___ Entries ___
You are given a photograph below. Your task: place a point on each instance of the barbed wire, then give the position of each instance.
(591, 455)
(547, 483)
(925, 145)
___
___ Entries ___
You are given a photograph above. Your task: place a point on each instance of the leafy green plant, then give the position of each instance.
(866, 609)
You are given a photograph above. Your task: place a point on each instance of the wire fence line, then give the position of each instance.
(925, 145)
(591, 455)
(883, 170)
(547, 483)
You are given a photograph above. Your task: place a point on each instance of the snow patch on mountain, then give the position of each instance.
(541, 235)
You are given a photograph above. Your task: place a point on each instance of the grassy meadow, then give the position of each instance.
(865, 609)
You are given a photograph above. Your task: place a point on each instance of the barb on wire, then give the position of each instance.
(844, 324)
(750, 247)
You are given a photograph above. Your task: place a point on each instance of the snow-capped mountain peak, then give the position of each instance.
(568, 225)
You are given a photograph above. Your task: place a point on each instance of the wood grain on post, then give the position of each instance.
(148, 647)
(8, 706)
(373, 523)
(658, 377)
___
[Instructions to follow]:
List each line of the rows above that contains the word "snow". Matching is case-sensitive.

[Task answer]:
You are given a photograph above. Your task: place a point on each instance of the snow patch on mountain, then give the position of each instance.
You are given a photograph above. Your task: place a point on each instance of the snow-capped mountain peak, then give the position of each instance.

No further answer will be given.